**課題文**
統合失調症の不穏に関する抄録中の一文「《転帰》は,【行動制限】,【内服薬調整】の2要素が抽出された.」を英語に翻訳してください。

**選定本文**
著者
芦沢 直之 上野 知恵子 渡邉 久美
出版者
国立大学法人 香川大学医学部看護学科
雑誌
香川大学看護学雑誌 (ISSN:13498673)
巻号頁・発行日
vol.22, no.1, pp.1-10, 2018-03-30 (Released:2020-07-23)
参考文献数
47
被引用文献数
1

精神科看護の臨床において,“不穏時の頓服”や“不穏時の危険行動への介入”など,「不穏」という専門用語は高頻度に用いられている.しかし,その示す範囲は看護師により差異がみられる現状がある.本研究ではRodgers BL.の概念分析法を参考として,精神科看護師が統合失調症の不穏をどのように捉えているのかを,質的に明らかにした.文献は,医学中央雑誌における1987年から2016年までの看護領域の原著論文で,「不穏」と「統合失調症」のキーワードで検索して収集した.このうち,不穏について具体的な記述を読み取ることができるもの,研究筆頭者が精神科看護師である31件を分析対象とした.不穏に関する記載箇所を抽出し,時間軸に沿って比較検討しながら分析した.分析の結果を,「先行要件」,「属性」,「帰結」について,臨床的に用い易いものとするため,それぞれ《サイン》,《症状》,《転帰》として記述した.《サイン》は,【生理的欲求の未充足】,【状況への不信,不満】,【妄想に支配された訴え】,【対応力の低下】,【看護師が察知する普段との違和感】,【身体的要因の増悪】の6要素が抽出された.《症状》は,【幻覚・妄想の増悪】,【不意な行動化】,【興奮】,【自己への危害】,【他害行為】の5要素が抽出された.《転帰》は,【行動制限】,【内服薬調整】の2要素が抽出された.本研究における,精神科看護師が捉える統合失調症の不穏とは,生理的欲求の未充足,状況への不信や不満,妄想に支配された訴え,対応力の低下,看護師が察知する普段との違和感,身体的要因の増悪などを前兆として,幻覚・妄想の増悪,不意な行動化,興奮,自己への危害,他害行為に至り,行動制限や内服薬調整を必要とする状態と定義された.

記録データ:

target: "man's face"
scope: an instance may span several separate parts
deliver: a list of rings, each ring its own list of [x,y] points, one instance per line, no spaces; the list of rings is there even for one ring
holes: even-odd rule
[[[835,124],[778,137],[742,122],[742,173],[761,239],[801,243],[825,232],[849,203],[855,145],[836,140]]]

**解答**
For "Outcomes," two elements were extracted: "behavioral restriction" and "adjustment of oral medication."